→ **WORK TO BE COMPLETED**
Set down every record once more, exactly as given.
## Start INPUT FOR THIS TASK
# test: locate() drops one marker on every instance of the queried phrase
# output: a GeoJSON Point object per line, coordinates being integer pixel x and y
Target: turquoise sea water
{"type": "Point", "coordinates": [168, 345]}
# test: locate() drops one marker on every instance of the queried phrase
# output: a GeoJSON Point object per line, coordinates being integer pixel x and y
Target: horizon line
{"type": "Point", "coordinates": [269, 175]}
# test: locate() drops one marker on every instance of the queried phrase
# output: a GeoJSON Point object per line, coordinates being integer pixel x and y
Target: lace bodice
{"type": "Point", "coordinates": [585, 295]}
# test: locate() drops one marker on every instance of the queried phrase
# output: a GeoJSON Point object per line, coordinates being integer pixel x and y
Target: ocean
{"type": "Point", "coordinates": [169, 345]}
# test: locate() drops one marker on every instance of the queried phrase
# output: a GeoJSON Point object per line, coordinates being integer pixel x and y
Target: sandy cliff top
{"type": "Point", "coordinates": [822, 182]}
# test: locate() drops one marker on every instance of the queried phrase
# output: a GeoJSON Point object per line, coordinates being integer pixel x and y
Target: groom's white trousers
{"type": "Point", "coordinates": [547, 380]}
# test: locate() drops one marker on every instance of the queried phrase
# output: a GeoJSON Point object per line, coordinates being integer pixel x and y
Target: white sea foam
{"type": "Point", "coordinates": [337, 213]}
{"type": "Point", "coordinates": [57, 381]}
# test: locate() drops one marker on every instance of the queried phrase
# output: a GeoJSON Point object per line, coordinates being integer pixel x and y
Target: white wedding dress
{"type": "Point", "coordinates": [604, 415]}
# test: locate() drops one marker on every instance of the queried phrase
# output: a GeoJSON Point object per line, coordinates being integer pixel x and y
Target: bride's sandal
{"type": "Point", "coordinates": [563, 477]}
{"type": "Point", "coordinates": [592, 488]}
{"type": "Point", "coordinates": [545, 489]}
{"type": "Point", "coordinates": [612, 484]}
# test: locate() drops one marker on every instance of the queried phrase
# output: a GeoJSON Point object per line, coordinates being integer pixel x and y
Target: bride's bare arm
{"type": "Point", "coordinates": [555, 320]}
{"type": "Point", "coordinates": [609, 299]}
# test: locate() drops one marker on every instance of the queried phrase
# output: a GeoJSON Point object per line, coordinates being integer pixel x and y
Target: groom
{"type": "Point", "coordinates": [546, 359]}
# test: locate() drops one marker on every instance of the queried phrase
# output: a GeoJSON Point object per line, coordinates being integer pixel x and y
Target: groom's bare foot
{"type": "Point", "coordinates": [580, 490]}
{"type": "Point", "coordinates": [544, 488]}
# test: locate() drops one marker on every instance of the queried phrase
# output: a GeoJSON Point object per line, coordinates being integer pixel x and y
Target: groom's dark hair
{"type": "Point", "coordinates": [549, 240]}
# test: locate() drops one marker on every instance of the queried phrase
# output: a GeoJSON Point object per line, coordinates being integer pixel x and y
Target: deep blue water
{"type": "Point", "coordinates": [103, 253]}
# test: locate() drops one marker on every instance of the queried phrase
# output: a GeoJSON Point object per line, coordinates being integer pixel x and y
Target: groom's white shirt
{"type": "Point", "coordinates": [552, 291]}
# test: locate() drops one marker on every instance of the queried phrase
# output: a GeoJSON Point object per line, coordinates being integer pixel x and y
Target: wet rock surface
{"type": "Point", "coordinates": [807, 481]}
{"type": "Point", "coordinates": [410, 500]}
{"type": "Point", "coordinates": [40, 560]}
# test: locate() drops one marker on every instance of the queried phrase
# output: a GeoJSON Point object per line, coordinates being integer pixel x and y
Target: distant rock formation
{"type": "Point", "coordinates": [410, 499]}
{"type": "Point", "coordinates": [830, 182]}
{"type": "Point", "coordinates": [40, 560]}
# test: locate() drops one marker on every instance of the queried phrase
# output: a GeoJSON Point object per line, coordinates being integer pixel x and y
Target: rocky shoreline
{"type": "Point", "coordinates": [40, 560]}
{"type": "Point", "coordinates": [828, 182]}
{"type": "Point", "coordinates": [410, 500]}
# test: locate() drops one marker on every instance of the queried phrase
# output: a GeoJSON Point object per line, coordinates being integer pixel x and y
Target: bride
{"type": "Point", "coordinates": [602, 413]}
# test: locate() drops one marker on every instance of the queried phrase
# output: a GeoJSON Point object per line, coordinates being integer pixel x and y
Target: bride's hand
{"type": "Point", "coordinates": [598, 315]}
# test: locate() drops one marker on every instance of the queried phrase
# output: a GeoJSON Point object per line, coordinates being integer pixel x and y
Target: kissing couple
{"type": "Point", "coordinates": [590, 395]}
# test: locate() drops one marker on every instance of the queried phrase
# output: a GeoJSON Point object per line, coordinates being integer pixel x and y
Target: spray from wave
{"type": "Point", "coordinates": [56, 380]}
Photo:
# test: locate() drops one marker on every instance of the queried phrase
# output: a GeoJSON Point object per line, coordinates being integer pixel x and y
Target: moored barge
## End INPUT FOR THIS TASK
→ **RESPONSE TO THIS TASK**
# test: locate() drops one marker on every instance of the queried phrase
# output: a GeoJSON Point object per line, coordinates being integer pixel x and y
Target: turquoise sea water
{"type": "Point", "coordinates": [168, 345]}
# test: locate() drops one marker on every instance of the queried phrase
# output: a GeoJSON Point object per line, coordinates being integer pixel x and y
Target: horizon line
{"type": "Point", "coordinates": [269, 175]}
# test: locate() drops one marker on every instance of the queried phrase
# output: a GeoJSON Point object per line, coordinates being integer pixel x and y
Target: lace bodice
{"type": "Point", "coordinates": [585, 295]}
# test: locate() drops one marker on every instance of the queried phrase
# output: a GeoJSON Point object per line, coordinates being integer pixel x and y
Target: ocean
{"type": "Point", "coordinates": [169, 345]}
# test: locate() drops one marker on every instance of the queried phrase
# output: a GeoJSON Point object per line, coordinates being integer pixel x and y
Target: sandy cliff top
{"type": "Point", "coordinates": [822, 182]}
# test: locate() drops one marker on every instance of the queried phrase
# output: a GeoJSON Point object per line, coordinates being integer pixel x and y
Target: groom's white trousers
{"type": "Point", "coordinates": [547, 380]}
# test: locate() drops one marker on every instance of the queried phrase
# output: a GeoJSON Point object per line, coordinates being integer pixel x and y
Target: white sea foam
{"type": "Point", "coordinates": [337, 213]}
{"type": "Point", "coordinates": [57, 381]}
# test: locate() drops one marker on every instance of the queried phrase
# output: a GeoJSON Point object per line, coordinates being integer pixel x and y
Target: white wedding dress
{"type": "Point", "coordinates": [604, 415]}
# test: locate() drops one marker on every instance of the queried phrase
# output: a GeoJSON Point object per line, coordinates being integer pixel x and y
Target: bride's sandal
{"type": "Point", "coordinates": [563, 477]}
{"type": "Point", "coordinates": [592, 488]}
{"type": "Point", "coordinates": [545, 489]}
{"type": "Point", "coordinates": [612, 484]}
# test: locate() drops one marker on every instance of the queried phrase
# output: a GeoJSON Point object per line, coordinates being integer pixel x and y
Target: bride's bare arm
{"type": "Point", "coordinates": [555, 320]}
{"type": "Point", "coordinates": [609, 299]}
# test: locate() drops one marker on every instance of the queried phrase
# output: a GeoJSON Point object per line, coordinates being integer pixel x and y
Target: groom
{"type": "Point", "coordinates": [546, 359]}
# test: locate() drops one marker on every instance of the queried phrase
# output: a GeoJSON Point object per line, coordinates being integer pixel x and y
Target: groom's bare foot
{"type": "Point", "coordinates": [580, 490]}
{"type": "Point", "coordinates": [544, 488]}
# test: locate() drops one marker on every instance of the queried phrase
# output: a GeoJSON Point object per line, coordinates being integer pixel x and y
Target: groom's dark hair
{"type": "Point", "coordinates": [549, 240]}
# test: locate() drops one marker on every instance of the queried phrase
# output: a GeoJSON Point object per line, coordinates being integer pixel x and y
Target: deep blue water
{"type": "Point", "coordinates": [103, 253]}
# test: locate() drops one marker on every instance of the queried phrase
# output: a GeoJSON Point object per line, coordinates being integer pixel x and y
Target: groom's white shirt
{"type": "Point", "coordinates": [552, 291]}
# test: locate() drops one marker on every instance of the queried phrase
# output: a GeoJSON Point object per line, coordinates being integer pixel x and y
Target: wet rock surface
{"type": "Point", "coordinates": [807, 481]}
{"type": "Point", "coordinates": [410, 500]}
{"type": "Point", "coordinates": [40, 560]}
# test: locate() drops one marker on every instance of the queried phrase
# output: a GeoJSON Point object per line, coordinates being integer pixel x and y
Target: distant rock formation
{"type": "Point", "coordinates": [410, 499]}
{"type": "Point", "coordinates": [830, 182]}
{"type": "Point", "coordinates": [40, 560]}
# test: locate() drops one marker on every instance of the queried phrase
# output: a GeoJSON Point object per line, coordinates being integer pixel x and y
Target: rocky shoreline
{"type": "Point", "coordinates": [40, 560]}
{"type": "Point", "coordinates": [828, 182]}
{"type": "Point", "coordinates": [410, 500]}
# test: locate() drops one marker on every instance of the queried phrase
# output: a GeoJSON Point object per line, coordinates being integer pixel x and y
Target: bride
{"type": "Point", "coordinates": [602, 413]}
# test: locate() drops one marker on every instance of the queried phrase
# output: a GeoJSON Point object per line, coordinates being integer pixel x and y
Target: bride's hand
{"type": "Point", "coordinates": [598, 315]}
# test: locate() drops one marker on every instance of the queried phrase
# output: a GeoJSON Point object per line, coordinates being integer pixel x and y
Target: kissing couple
{"type": "Point", "coordinates": [590, 395]}
# test: locate() drops one marker on every instance of the queried phrase
# output: a GeoJSON Point object per line, coordinates being integer pixel x and y
Target: spray from wave
{"type": "Point", "coordinates": [56, 380]}
Photo:
# test: locate() drops one marker on every instance of the queried phrase
# output: a GeoJSON Point object per line, coordinates being integer pixel x and y
Target: moored barge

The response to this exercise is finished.